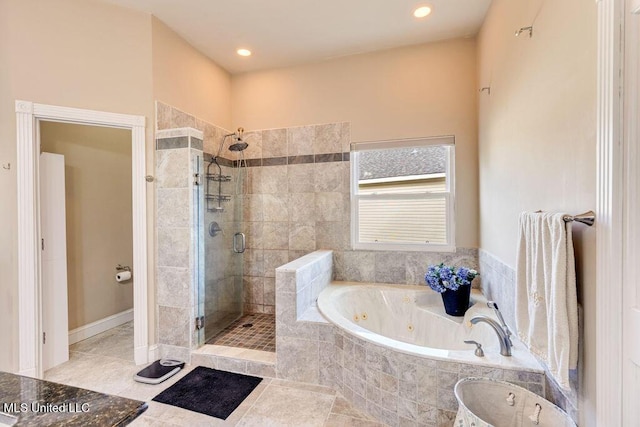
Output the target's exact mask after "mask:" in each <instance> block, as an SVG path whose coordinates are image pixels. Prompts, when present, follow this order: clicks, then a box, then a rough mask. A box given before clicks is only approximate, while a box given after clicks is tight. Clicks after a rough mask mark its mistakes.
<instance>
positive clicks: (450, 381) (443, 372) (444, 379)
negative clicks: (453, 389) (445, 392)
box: [438, 371, 458, 390]
mask: <svg viewBox="0 0 640 427" xmlns="http://www.w3.org/2000/svg"><path fill="white" fill-rule="evenodd" d="M457 382H458V374H457V373H455V372H447V371H438V388H444V389H448V390H449V389H451V390H452V389H453V387H454V386H455V385H456V383H457Z"/></svg>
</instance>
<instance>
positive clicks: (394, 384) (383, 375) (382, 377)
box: [380, 372, 398, 395]
mask: <svg viewBox="0 0 640 427" xmlns="http://www.w3.org/2000/svg"><path fill="white" fill-rule="evenodd" d="M380 388H381V389H382V390H384V391H386V392H387V393H393V394H395V395H397V394H398V378H396V377H394V376H392V375H388V374H385V373H383V372H381V373H380Z"/></svg>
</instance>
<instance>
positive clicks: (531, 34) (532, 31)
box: [516, 25, 533, 38]
mask: <svg viewBox="0 0 640 427" xmlns="http://www.w3.org/2000/svg"><path fill="white" fill-rule="evenodd" d="M527 31H528V32H529V38H531V37H533V26H532V25H530V26H528V27H522V28H520V29H519V30H516V37H518V36H519V35H520V34H522V33H525V32H527Z"/></svg>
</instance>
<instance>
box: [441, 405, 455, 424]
mask: <svg viewBox="0 0 640 427" xmlns="http://www.w3.org/2000/svg"><path fill="white" fill-rule="evenodd" d="M455 420H456V412H455V411H446V410H443V409H438V422H437V424H436V425H437V426H438V427H450V426H452V425H453V423H454V422H455Z"/></svg>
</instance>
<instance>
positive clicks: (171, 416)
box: [45, 328, 382, 427]
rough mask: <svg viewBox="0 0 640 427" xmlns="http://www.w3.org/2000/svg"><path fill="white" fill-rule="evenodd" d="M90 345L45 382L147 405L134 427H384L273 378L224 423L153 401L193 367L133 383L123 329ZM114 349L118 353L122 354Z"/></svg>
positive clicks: (49, 376) (86, 340) (49, 371)
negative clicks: (128, 398) (146, 381)
mask: <svg viewBox="0 0 640 427" xmlns="http://www.w3.org/2000/svg"><path fill="white" fill-rule="evenodd" d="M122 329H126V328H122ZM115 336H117V337H118V338H119V339H116V338H114V337H115ZM91 340H92V341H90V342H88V343H87V342H85V341H88V340H85V341H82V342H81V343H77V344H74V346H72V347H73V348H72V349H71V352H70V355H71V358H70V360H69V361H68V362H66V363H63V364H62V365H60V366H57V367H55V368H53V369H50V370H48V371H47V372H46V373H45V379H46V380H48V381H54V382H58V383H63V384H68V385H72V386H76V387H82V388H86V389H90V390H95V391H99V392H102V393H109V394H115V395H118V396H123V397H128V398H130V399H138V400H143V401H145V402H147V403H148V405H149V409H147V411H146V412H144V413H143V414H142V415H141V416H140V417H138V418H137V419H136V420H134V421H133V423H131V424H130V425H132V426H134V427H139V426H156V427H172V426H236V425H237V426H294V427H297V426H311V427H313V426H318V427H342V426H360V427H374V426H375V427H380V426H382V425H381V424H379V423H377V422H375V421H372V420H371V419H370V418H369V417H367V416H366V415H364V414H362V413H361V412H359V411H358V410H357V409H355V408H353V407H352V406H351V405H350V404H349V402H348V401H346V400H345V399H344V398H343V397H341V396H340V395H339V394H338V393H336V392H335V391H333V390H332V389H330V388H327V387H322V386H316V385H310V384H302V383H295V382H291V381H284V380H279V379H272V378H265V379H264V380H263V381H262V382H261V383H260V385H258V387H256V389H255V390H254V391H253V392H252V393H251V394H250V395H249V396H248V397H247V398H246V399H245V401H244V402H242V404H240V406H238V408H237V409H236V410H235V411H234V412H233V413H232V414H231V415H230V416H229V418H227V419H226V420H220V419H218V418H213V417H209V416H207V415H203V414H199V413H196V412H191V411H188V410H186V409H181V408H177V407H174V406H171V405H165V404H162V403H158V402H153V401H152V400H151V399H153V397H154V396H156V395H157V394H158V393H160V392H161V391H163V390H164V389H166V388H167V387H169V386H171V385H173V384H174V383H175V382H177V381H178V380H179V379H180V378H182V377H183V376H184V375H186V374H187V373H188V372H190V371H191V370H192V369H193V368H194V367H195V366H191V365H187V366H186V367H185V369H183V370H182V371H181V372H180V373H178V374H176V375H175V376H174V377H173V378H170V379H169V380H167V381H165V382H164V383H162V384H157V385H150V384H142V383H138V382H135V381H133V378H132V377H133V375H134V374H135V373H136V372H138V371H139V370H140V369H141V367H140V366H135V364H134V363H133V360H132V357H131V358H129V350H128V345H129V344H127V343H130V344H131V346H133V338H132V336H127V334H126V333H124V331H123V330H119V331H113V330H112V331H107V332H105V333H103V334H101V335H100V336H96V337H93V338H91ZM115 349H120V351H121V353H118V352H117V351H116V350H115Z"/></svg>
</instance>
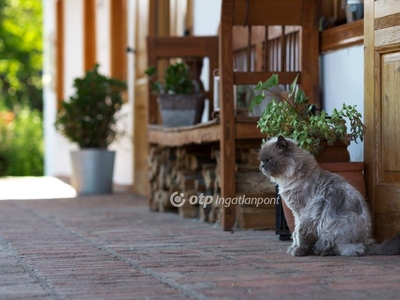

:::::

## TRY IT
For every line of the records that has the word "positive" in it, make a copy.

## WRITTEN ANSWER
positive clicks: (450, 381) (443, 372) (444, 379)
positive clicks: (394, 384) (383, 375) (382, 377)
positive clicks: (531, 34) (532, 31)
positive clicks: (171, 416)
positive clicks: (49, 376) (86, 340) (49, 371)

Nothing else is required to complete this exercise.